The task
Set down exactly the lines that run from the line with "target | woman's left arm" to the end of the data, and nothing else.

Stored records
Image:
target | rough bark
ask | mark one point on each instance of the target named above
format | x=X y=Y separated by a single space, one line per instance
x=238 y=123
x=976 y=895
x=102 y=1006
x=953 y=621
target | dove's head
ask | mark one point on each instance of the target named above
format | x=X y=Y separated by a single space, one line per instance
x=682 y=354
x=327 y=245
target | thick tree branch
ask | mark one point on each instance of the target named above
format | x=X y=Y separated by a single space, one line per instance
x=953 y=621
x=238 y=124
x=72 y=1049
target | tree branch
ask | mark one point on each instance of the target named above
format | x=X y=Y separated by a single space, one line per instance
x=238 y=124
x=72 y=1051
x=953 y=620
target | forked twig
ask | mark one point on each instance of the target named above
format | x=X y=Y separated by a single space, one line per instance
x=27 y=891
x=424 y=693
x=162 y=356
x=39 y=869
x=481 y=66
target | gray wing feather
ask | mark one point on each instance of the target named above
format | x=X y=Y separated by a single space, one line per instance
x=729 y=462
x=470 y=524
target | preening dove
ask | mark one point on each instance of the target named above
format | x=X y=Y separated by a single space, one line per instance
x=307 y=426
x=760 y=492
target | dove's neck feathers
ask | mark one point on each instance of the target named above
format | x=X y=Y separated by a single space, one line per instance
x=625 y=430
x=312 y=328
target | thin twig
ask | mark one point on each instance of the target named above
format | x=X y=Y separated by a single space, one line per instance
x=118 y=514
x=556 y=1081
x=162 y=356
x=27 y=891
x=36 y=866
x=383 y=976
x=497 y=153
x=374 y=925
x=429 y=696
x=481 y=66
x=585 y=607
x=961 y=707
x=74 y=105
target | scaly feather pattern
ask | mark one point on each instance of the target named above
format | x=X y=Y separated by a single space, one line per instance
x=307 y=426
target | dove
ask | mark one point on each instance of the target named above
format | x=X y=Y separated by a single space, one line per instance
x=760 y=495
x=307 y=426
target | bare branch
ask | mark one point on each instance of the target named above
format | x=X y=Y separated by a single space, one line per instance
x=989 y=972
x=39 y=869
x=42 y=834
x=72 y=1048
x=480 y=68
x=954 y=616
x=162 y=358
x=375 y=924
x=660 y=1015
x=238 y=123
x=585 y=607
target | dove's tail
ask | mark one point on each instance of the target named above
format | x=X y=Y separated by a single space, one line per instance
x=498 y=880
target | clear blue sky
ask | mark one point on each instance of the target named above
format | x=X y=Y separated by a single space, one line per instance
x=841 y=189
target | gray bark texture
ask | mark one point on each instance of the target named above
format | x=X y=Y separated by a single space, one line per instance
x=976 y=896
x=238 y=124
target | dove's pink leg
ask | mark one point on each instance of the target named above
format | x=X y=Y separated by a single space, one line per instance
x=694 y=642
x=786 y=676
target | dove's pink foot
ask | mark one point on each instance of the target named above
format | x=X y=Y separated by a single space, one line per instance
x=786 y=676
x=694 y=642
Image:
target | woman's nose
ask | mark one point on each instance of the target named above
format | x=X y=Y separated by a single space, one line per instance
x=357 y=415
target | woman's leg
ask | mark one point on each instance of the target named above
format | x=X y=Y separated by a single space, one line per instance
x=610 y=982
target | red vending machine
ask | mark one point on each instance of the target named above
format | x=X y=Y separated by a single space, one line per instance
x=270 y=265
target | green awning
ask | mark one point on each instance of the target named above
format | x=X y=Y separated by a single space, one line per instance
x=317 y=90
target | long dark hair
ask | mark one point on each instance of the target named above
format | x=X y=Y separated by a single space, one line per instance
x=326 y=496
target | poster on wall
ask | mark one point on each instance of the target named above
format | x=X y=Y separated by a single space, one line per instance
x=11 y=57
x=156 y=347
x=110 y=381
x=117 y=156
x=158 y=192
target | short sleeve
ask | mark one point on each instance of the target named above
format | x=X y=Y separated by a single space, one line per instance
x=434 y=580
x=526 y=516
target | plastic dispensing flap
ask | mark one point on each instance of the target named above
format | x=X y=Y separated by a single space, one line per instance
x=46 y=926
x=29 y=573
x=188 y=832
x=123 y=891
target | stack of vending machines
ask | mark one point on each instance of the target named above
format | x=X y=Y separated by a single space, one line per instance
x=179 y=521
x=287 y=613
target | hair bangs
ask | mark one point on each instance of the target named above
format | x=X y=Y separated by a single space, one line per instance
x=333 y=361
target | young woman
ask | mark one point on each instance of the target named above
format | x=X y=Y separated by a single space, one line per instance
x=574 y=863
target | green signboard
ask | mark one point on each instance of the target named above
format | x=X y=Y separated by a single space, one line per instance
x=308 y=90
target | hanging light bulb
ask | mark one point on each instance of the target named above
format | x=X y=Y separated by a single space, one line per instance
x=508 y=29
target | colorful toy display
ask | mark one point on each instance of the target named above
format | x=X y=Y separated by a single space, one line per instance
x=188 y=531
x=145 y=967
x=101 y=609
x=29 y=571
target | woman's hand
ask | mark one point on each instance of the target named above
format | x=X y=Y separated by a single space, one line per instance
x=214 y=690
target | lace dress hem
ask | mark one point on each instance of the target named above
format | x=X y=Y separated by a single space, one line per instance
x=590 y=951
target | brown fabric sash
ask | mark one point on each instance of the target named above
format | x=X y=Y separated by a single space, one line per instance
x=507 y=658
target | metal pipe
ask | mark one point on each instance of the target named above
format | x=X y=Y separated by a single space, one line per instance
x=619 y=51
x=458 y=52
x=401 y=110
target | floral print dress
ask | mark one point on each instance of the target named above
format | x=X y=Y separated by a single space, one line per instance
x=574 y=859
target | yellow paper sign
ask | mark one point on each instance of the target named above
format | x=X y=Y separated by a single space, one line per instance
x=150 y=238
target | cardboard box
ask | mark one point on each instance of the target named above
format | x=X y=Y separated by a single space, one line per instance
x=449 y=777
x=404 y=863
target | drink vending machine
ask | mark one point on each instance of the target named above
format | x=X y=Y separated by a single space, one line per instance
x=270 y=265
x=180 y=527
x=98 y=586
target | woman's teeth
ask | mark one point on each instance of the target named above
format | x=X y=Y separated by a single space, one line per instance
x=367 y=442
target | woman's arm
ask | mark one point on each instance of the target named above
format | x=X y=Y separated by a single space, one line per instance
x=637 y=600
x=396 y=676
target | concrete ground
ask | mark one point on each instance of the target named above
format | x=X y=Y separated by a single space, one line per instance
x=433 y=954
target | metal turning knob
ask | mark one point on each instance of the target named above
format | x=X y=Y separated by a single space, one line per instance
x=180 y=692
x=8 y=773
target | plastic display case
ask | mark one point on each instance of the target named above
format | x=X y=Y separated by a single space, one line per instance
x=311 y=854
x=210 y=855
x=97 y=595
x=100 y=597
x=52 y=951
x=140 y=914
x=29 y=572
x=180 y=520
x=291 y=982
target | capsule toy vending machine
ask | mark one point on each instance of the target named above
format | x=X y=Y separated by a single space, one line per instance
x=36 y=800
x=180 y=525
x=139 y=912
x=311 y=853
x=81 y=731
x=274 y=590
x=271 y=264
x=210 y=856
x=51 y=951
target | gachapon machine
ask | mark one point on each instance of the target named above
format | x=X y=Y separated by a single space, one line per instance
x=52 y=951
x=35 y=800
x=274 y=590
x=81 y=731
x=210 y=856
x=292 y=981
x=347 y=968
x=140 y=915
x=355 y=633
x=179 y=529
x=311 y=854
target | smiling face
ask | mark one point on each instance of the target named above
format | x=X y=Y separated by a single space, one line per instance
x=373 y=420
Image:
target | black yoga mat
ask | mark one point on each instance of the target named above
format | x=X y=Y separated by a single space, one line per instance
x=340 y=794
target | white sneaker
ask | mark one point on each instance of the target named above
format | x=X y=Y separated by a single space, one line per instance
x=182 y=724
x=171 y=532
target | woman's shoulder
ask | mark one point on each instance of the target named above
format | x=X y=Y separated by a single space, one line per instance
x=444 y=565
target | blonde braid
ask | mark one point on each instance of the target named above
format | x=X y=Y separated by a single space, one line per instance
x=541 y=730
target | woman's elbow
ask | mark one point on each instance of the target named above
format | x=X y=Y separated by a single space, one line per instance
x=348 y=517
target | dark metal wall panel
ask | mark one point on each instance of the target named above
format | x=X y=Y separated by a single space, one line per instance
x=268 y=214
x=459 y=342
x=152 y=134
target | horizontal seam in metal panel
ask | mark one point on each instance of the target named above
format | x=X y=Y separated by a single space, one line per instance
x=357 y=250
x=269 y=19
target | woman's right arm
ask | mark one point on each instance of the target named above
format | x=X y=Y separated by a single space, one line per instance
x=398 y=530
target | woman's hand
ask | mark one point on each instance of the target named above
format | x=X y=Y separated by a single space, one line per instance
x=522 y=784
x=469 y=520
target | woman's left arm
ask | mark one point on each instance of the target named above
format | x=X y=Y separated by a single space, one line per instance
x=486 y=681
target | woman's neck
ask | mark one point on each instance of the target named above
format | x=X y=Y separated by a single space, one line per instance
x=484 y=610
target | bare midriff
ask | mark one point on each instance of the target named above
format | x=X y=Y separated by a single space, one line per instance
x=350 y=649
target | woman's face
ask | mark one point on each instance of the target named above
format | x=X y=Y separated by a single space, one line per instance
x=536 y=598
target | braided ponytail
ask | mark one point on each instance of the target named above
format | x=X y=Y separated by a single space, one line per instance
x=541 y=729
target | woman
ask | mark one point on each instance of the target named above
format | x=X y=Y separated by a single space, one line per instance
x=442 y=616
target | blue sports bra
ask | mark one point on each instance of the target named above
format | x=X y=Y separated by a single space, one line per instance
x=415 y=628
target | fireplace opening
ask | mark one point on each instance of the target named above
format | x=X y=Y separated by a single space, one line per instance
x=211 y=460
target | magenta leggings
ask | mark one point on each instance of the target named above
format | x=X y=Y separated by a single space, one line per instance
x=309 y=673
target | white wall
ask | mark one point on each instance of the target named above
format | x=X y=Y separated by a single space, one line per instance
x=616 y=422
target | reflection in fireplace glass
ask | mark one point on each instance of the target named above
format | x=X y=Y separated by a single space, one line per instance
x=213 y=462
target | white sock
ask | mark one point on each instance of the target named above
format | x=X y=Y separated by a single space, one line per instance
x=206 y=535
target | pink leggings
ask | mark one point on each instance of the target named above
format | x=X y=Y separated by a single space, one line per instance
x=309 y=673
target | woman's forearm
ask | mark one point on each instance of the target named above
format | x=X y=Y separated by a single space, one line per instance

Response for this exercise
target | woman's left arm
ask | mark one point on each instance of the target named above
format | x=X y=Y separated by a single space, one line per instance
x=486 y=681
target | woman's neck
ask | mark one point on each instance of the target named above
format | x=X y=Y separated by a single space, one line per instance
x=484 y=610
target | bare midriff
ask | mark one point on each instance of the target named above
format | x=X y=Y separated by a single space, one line per instance
x=350 y=649
target | woman's face
ask | mark one point on each instance of the target named above
format | x=X y=Y separated by a single space, one line per instance
x=536 y=598
target | braided ponytail
ask | mark one point on each instance of the target named above
format | x=X y=Y separated by a single space, one line per instance
x=541 y=729
target | woman
ask | mark one point on each instance of the target named above
format | x=X y=Y separated by a single space, one line per instance
x=442 y=616
target | blue sports bra
ask | mark one point on each instance of the target named above
format | x=X y=Y separated by a single space, one line per instance
x=415 y=628
target | fireplace opening
ask | mark one point on each instance of the target named above
format | x=X y=Y separated by a single space, one line per instance
x=211 y=460
target | magenta leggings
ask | mark one point on each instance of the target named above
format | x=X y=Y separated by a single space, one line per instance
x=309 y=673
target | white wall
ask | mark one point on each instance of the target named above
format | x=X y=Y separated by a single space, one line per instance
x=616 y=422
target | reflection in fireplace glass
ask | mark one point on each instance of the target named above
format | x=X y=Y separated by a single space, one line per instance
x=213 y=462
target | white sock
ask | mark one point on each instance of the target named above
format | x=X y=Y separated by a single space, one line per instance
x=206 y=535
target | pink leggings
ask | mark one point on each instance of the target named above
format | x=X y=Y separated by a single space, one line per instance
x=309 y=673
target | woman's forearm
ask | mark one point on each instance of the target named above
format | x=X y=Y separated by a single space, one line per instance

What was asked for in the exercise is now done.